§ **Extract**:
____

If given some refinements as to creating these composite interlocking
outer hull panels, whereas perhaps their net all-inclusive mass per
cubic meter as measured on Venus will drop to 25 kg/m3, with silica
Aerogels or possibly a carbon nanofoam used to bind these spheres
wherever a low density sold structural form is necessary in order to
fully displace and as otherwise intended to easily seal off the
external atmosphere of mostly CO2, and thereby contain the H2 lifting
gas as well as accommodating the He+O2 portions of all the other
atmosphere as easily contained within this enormous craft.

Of purely insulation fluff utilized as a void filler for nonstructural
thermal insulation that’s made of milliballoons (no larger than 12.7
mm diameter) filled with hydrogen, could easily achieve R-1024/m or
the thermal coefficient of .0009765 w/m2/k, and of its composite
density per any given volume should easily become less than 64 kg/m3.
In other words, even using terrific volumes of this mostly basalt
balloon fluff is not going to contribute any significant amount of
constructed mass, nor is this minimal thermal coefficient ever going
to require any great deal of heat exchanging in order to maintain an
efficiently cooled airship cabin interior. And by the way, the raw
CO2 itself makes for a terrific refrigerant, which doesn’t even have
to be recirculate because it’s found just about everywhere.

Ceramic foams are relatively common place, offering their extremely
light or low density volumetrics and their terrific geometric
compression toughness (for instance the space shuttles were each
covered with ceramic tiles that easily insulated their frail aluminum
shell against the nearly 2000 K reentry heat, as similar to what
hollow basalt spheres that can also withstand such heat and remain as
terrific compression toughness even if their interior void was
evacuated to .01 atmosphere. On Venus these basalt or even carbonado
spheres could be initially made to contain one full surface atmosphere
worth of hydrogen, even though a soft vacuum of containing just .1 H2
atmosphere really shouldn’t be all that tough to create and mass
produce.

Try to always remember that Venus has no apparent shortages of
hydrogen nor that of renewable energy to burn (so to speak), in that
processing almost anything (including ceramics, basalt, carbonado and
tough metals like titanium and thorium) should really not be any
problem, and to always consider that every 19 months it conveniently
gets to within 100 LD of us (in other words, the only thing out there
that’s any closer to us and also worth exploiting, is our moon).

____

§ **Recorded data**:
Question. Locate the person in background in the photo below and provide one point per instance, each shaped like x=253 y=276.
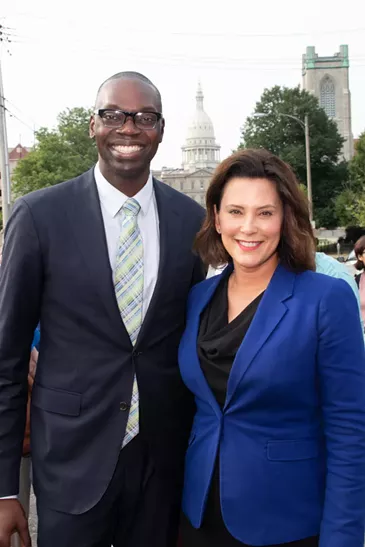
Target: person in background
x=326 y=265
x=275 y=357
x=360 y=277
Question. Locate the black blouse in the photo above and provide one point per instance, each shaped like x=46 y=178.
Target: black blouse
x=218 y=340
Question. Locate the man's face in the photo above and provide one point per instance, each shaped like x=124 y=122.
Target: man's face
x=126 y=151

____

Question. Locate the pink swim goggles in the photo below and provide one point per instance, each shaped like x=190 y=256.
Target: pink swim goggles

____

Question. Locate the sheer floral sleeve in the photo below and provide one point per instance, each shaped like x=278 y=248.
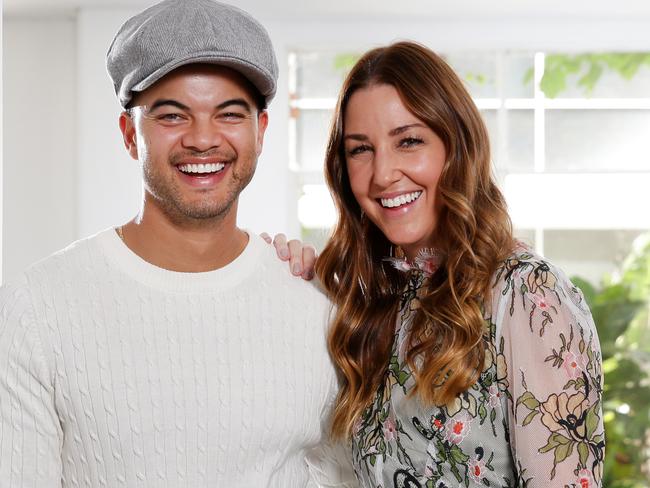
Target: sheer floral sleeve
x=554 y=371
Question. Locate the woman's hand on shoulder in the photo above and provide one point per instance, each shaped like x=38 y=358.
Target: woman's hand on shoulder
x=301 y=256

____

§ **Written tasks**:
**a)** In the passage on Venus airship materials, what is the largest diameter allowed for the hydrogen-filled milliballoons?
**b)** Resume the passage on Venus airship materials after its last sentence and carry it forward.
The material has no connection to the passage on Venus airship materials.

§ **Answers in order**:
**a)** They are no larger than 12.7 mm in diameter.

**b)**
However, it seems the typical response such as from Wayne Throop’s
lack of hand-waving, plus his purely negative and/or naysay closed
mindset about absolutely anything that isn’t already mainstream or
wasn’t of his idea to begin with, is noted, as would be expected of
most others of his serial mainstream kind of closed mindsets. Perhaps
the very next time there is something of any great importance and
value to humanity that we don’t need to accomplish, we’ll certainly
have to put Wayne right at the very top of our short list of being
selected for our chief naysayer in charge, because it’s a job that
only the most qualified FUD-masters are suited for.

-

The GuthVenus Airship:
An airship offering its internal lifting gas displacement volume of
1e6 m3 (roughly 5 times that volume of the Hindenburg LZ 129) which
had to deal with 118 tonnes worth of its own dry inert mass, whereas
our Venus airship should lift at maximum 65e6 kg minus the inert mass
of the composite rigid airship itself. If this floating craft were
given half or 32.5e6 kg(32,500 tonnes including its H2 lifting gas) as
representing the all-inclusive inert dry or empty mass, only leaves us
with a live payload (including its crew and provisions of food, water,
outfitting plus other supplies and fuel) worth 32,500 tonnes.
However, if the Hindenburg was an inert mass of 118 tonnes, it seems
highly unlikely that our much larger and more complex Venus rated
airship is ever going to exceed a hundred times that amount, or 11,800
Earth tonnes, which makes this one worth only 10,679 tonnes as having
been constructed and parked on Venus. Thus 65,000 tonnes minus 10,679
tonnes equates to a potential live working payload of 54,321 tonnes
worth of its all-inclusive added payload mass, and it’ll still float,
not to mention whatever added lift obtained from all of the He+O2 of
cabin atmosphere and that of whatever its multiple(6) maneuvering
thrusters can muster.

Airship lifting capability as created via atmospheric displacement
using Venus hydrogen at 90.5% gravity is always going to remain a big
variable, because at the maximum surface pressure is where the mass
per m3 at 96 bar compressed but otherwise when heated to 735 K and, by
using the H2 (J/kg K) SGC of 4124 is what gets that Venus heated H2
density substantially revised. In other words if Venus H2 were given
3.167 * .905 = 2.866 kg/m3, and for the most part there’d be no good
reason to cool any of this H2 that’s easily contained at a slight
vacuum, and those much larger molecules of CO2 are certainly not going
to leak inward unless someone intentionally leaves a hatch wide open.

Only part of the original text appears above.